## TEXTAUSZUG
——————————
Der Revision wird nicht Folge gegeben.

Die Kostenentscheidung bleibt dem Endurteil vorbehalten.

Text

Entscheidungsgründe:

Theresia R*** und Paula (Pauline) U*** verkauften mit Vertrag vom 2.8.1979 dem Beklagten die Liegenschaft Wien 3., Jacquingasse 51, um den Kaufpreis von S 2,700.000,--. Gemäß Punkt Drittens des Vertrages war dieser Betrag vom Beklagten in 120 gleichen Kaufpreisraten a S 22.500,-- zu bezahlen, wobei die erste Rate bis längstens 20.8.1979, die weiteren Raten bis längstens zum Zehnten der nachfolgenden Monate zur Zahlung fällig waren. Im Kaufvertrag wurden weiters folgende Vereinbarungen getroffen:

"Viertens: Für den Fall der Nichtzahlung einer Kaufpreisrate tritt nach Setzung einer Nachfrist von mindestens einer Woche Terminsverlust in der Form ein, daß die Verkäufer berechtigt sind, den gesamten zu diesem Zeitpunkt noch offenen Kaufpreisrest sofort fällig zu stellen und alle ihnen für dessen Einziehung geeignet erscheinenden Maßnahmen in die Wege zu leiten.

Weiters werden für den Fall eines Zahlungsverzuges 10 % (zehn Prozent) Verzugszinsen vereinbart, welche nach Bekanntgabe mit der nächsten Kaufpreisrate, bzw bei Eintritt des Terminsverlustes mit dem Restkaufpreis zu bezahlen sind.
——————————
## AUSZÜGE DER DATENSÄTZE

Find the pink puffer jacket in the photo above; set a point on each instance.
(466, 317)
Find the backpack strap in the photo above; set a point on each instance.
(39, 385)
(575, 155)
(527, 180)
——————————
## DEINE AUFGABEN
1) Schreibe den Abschnitt aus dem Textauszug, der bei „Theresia R*** und“ beginnt und nach „Wege zu leiten.“ aufhört, noch einmal ab und ersetze darin „Beklagten“ durch „Käufer“.
2) Gib die Zeilen der Datensätze als nummerierte Liste ohne Leerzeilen wieder. Beginne bei der Zeile mit „Find the backpack“ und höre nach dem Ende der Datensätze auf.

## ANTWORTEN JE AUFGABE
1)
Theresia R*** und Paula (Pauline) U*** verkauften mit Vertrag vom 2.8.1979 dem Käufer die Liegenschaft Wien 3., Jacquingasse 51, um den Kaufpreis von S 2,700.000,--. Gemäß Punkt Drittens des Vertrages war dieser Betrag vom Käufer in 120 gleichen Kaufpreisraten a S 22.500,-- zu bezahlen, wobei die erste Rate bis längstens 20.8.1979, die weiteren Raten bis längstens zum Zehnten der nachfolgenden Monate zur Zahlung fällig waren. Im Kaufvertrag wurden weiters folgende Vereinbarungen getroffen:

"Viertens: Für den Fall der Nichtzahlung einer Kaufpreisrate tritt nach Setzung einer Nachfrist von mindestens einer Woche Terminsverlust in der Form ein, daß die Verkäufer berechtigt sind, den gesamten zu diesem Zeitpunkt noch offenen Kaufpreisrest sofort fällig zu stellen und alle ihnen für dessen Einziehung geeignet erscheinenden Maßnahmen in die Wege zu leiten.

2)
1. Find the backpack strap in the photo above; set a point on each instance.
2. (39, 385)
3. (575, 155)
4. (527, 180)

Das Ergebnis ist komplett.